I’ve covered a fair bit of writer John Smith’s work over this project, and he’s definitely been the most out-there of the 2000 AD script droids. But I had no idea quite how out there until I read through this collection. His other series portrayed wild voyages of the mind, but stuck to a recognisable plot structure. The three books of Revere eschew that in favour of a stream of consciousness approach that doesn’t make any allowances for the reader.

The three arcs of 6 episodes each follow Revere, a witch in a future London that has been ravaged by heat and turned into a paramilitary state. He undergoes various spiritual journeys to take on the role of reconnecting humanity with its shared origins. As a plot synopsis that’s understandable, but this is determinedly impenetrable stuff, and the behind-the-scenes material reveals a very personal project for both Smith and artist Simon Harrison.

On one hand, that kind of storytelling isn’t my kind of thing. I’m a nuts-and-bolts kind of reader, and while I can always appreciate flair in both story and art, I do like to clearly follow the ups and downs of a narrative and not be too confused. Revere is seeingly designed to frustrate that part of me. Smith always peppers his stories with some obstruse and twisting language, but this series is built on ideas and concepts that must only make sense to Smith himself. Psycahdelic journeys of the mind are never going to be a genre that appeals to me (putting my hand up as an incredibly boring person here!), and beyond some soldiers kicking in doors that’s the majority of the narrative.

DATASET CONTENT =
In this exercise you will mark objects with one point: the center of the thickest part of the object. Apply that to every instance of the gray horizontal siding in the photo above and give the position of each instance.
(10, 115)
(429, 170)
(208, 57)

REQUESTS =
A – In the review of Revere, copy everything from "I’ve covered a" down to "for the reader.".
B – According to the review of Revere, who worked on the series as its artist?

IN RESPONSE =
A –
I’ve covered a fair bit of writer John Smith’s work over this project, and he’s definitely been the most out-there of the 2000 AD script droids. But I had no idea quite how out there until I read through this collection. His other series portrayed wild voyages of the mind, but stuck to a recognisable plot structure. The three books of Revere eschew that in favour of a stream of consciousness approach that doesn’t make any allowances for the reader.

B – Simon Harrison